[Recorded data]
....
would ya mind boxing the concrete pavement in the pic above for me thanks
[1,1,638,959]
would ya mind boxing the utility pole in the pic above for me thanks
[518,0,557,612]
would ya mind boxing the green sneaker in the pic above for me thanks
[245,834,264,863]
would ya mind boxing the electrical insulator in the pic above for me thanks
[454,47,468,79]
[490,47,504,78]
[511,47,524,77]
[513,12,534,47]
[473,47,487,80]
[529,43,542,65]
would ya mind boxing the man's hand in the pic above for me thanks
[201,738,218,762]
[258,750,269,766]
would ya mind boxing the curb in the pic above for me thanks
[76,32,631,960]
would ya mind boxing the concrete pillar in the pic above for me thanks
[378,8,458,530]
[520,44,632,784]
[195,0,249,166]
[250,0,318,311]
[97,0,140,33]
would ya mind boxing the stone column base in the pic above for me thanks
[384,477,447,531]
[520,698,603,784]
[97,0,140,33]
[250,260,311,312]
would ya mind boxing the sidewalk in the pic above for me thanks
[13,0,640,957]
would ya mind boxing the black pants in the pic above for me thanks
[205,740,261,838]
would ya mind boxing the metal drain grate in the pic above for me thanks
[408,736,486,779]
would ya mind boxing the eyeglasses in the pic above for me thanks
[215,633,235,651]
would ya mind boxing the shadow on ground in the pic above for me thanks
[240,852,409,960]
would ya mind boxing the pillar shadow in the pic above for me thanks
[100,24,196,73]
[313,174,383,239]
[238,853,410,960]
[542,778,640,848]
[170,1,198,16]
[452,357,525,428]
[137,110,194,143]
....
WORK REQUIRED = Retype every entry exactly as it stands.

SOLUTION TO THIS TASK =
would ya mind boxing the concrete pavement in the pic above for me thanks
[1,1,638,959]
would ya mind boxing the utility pole in the pic above for me thanks
[518,0,557,612]
would ya mind boxing the green sneaker in the pic above for me thanks
[245,834,264,863]
would ya mind boxing the electrical insulator in the pic above for me thanks
[454,47,468,79]
[490,47,504,78]
[511,47,524,77]
[513,12,534,47]
[473,47,487,80]
[529,43,542,65]
would ya mind boxing the man's hand in the pic above for me thanks
[201,738,218,762]
[258,750,269,766]
would ya mind boxing the curb in the pic above for me thanks
[76,32,631,960]
would ya mind boxing the concrete pillar in the pic above for me thanks
[378,8,458,530]
[520,44,632,784]
[195,0,249,166]
[250,0,318,311]
[97,0,140,33]
would ya mind boxing the stone column base in the pic above for me thanks
[384,477,447,531]
[520,698,603,784]
[97,0,140,33]
[250,260,311,312]
would ya mind boxing the sidewalk in the pic above for me thanks
[13,0,640,957]
would ya mind boxing the black pants in the pic above for me thanks
[205,740,261,838]
would ya mind boxing the metal drain grate in the pic above for me thanks
[408,736,486,779]
would ya mind boxing the eyeglasses in the pic above for me thanks
[215,633,235,651]
would ya mind boxing the shadow on ground in the pic above for me thanks
[240,852,409,960]
would ya mind boxing the pillar shadow in the pic above for me thanks
[100,24,196,73]
[313,174,383,239]
[238,853,410,960]
[542,778,640,848]
[170,1,198,16]
[452,357,525,428]
[137,110,194,143]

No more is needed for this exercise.